— start Document section —
In the event of any termination of this Agreement pursuant to this Section 6, this Agreement shall forthwith become null and void and have no effect, without any liability on the part of the Purchaser or the Company and their respective directors, officers, employees, partners, managers, members, or stockholders and all rights and obligations of each party shall cease; provided, however, that nothing contained in this Section 6 shall relieve either party from liabilities or damages arising out of any fraud or willful breach by such party of any of its representations, warranties, covenants or agreements contained in this Agreement.

 

7. General Provisions.

 

(a) Survival of Representations and Warranties.  All of the representations and warranties contained herein shall survive the Closing.

 

(b) Entire Agreement.  The Transaction Documents, together with any documents, instruments and writings that are delivered pursuant hereto or referenced herein or therein, constitutes the entire agreement and understanding of the parties hereto in respect of its subject matter and supersedes all prior understandings, agreements, or representations by or among the parties hereto, written or oral, to the extent they relate in any way to the subject matter hereof or the transactions contemplated hereby.
— end Document section —
** Job A **
Return every line of the listing below that contains the string "raised", treating uppercase and lowercase letters as distinct.
— start Recorded information —
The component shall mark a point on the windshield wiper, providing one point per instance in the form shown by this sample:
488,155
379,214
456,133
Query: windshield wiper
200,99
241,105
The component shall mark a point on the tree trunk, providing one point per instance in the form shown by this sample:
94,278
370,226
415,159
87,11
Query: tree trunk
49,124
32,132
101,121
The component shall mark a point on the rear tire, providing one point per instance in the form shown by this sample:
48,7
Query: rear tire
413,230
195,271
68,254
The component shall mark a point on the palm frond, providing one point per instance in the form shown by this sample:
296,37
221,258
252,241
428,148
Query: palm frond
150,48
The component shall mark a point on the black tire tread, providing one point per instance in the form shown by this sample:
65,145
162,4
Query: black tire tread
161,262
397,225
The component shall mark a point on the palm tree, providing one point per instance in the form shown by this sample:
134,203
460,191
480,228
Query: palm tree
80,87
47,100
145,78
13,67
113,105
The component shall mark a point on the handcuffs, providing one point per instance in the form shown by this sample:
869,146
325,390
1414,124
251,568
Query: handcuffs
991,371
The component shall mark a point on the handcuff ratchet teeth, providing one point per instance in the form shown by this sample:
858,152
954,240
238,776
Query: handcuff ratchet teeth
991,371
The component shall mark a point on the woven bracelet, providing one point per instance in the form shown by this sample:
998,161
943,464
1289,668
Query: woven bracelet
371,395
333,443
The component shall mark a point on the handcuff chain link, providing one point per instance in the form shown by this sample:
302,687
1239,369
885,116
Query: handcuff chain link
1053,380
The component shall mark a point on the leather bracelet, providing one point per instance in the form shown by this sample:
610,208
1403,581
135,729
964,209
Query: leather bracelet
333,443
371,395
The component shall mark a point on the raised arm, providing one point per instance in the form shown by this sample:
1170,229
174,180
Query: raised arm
— end Recorded information —
** Job B **
Reproduce the agreement excerpt above in its entirety, word for word.

** Complete response A **
The component shall mark a point on the raised arm, providing one point per instance in the form shown by this sample:
Query: raised arm

** Complete response B **
In the event of any termination of this Agreement pursuant to this Section 6, this Agreement shall forthwith become null and void and have no effect, without any liability on the part of the Purchaser or the Company and their respective directors, officers, employees, partners, managers, members, or stockholders and all rights and obligations of each party shall cease; provided, however, that nothing contained in this Section 6 shall relieve either party from liabilities or damages arising out of any fraud or willful breach by such party of any of its representations, warranties, covenants or agreements contained in this Agreement.

 

7. General Provisions.

 

(a) Survival of Representations and Warranties.  All of the representations and warranties contained herein shall survive the Closing.

 

(b) Entire Agreement.  The Transaction Documents, together with any documents, instruments and writings that are delivered pursuant hereto or referenced herein or therein, constitutes the entire agreement and understanding of the parties hereto in respect of its subject matter and supersedes all prior understandings, agreements, or representations by or among the parties hereto, written or oral, to the extent they relate in any way to the subject matter hereof or the transactions contemplated hereby.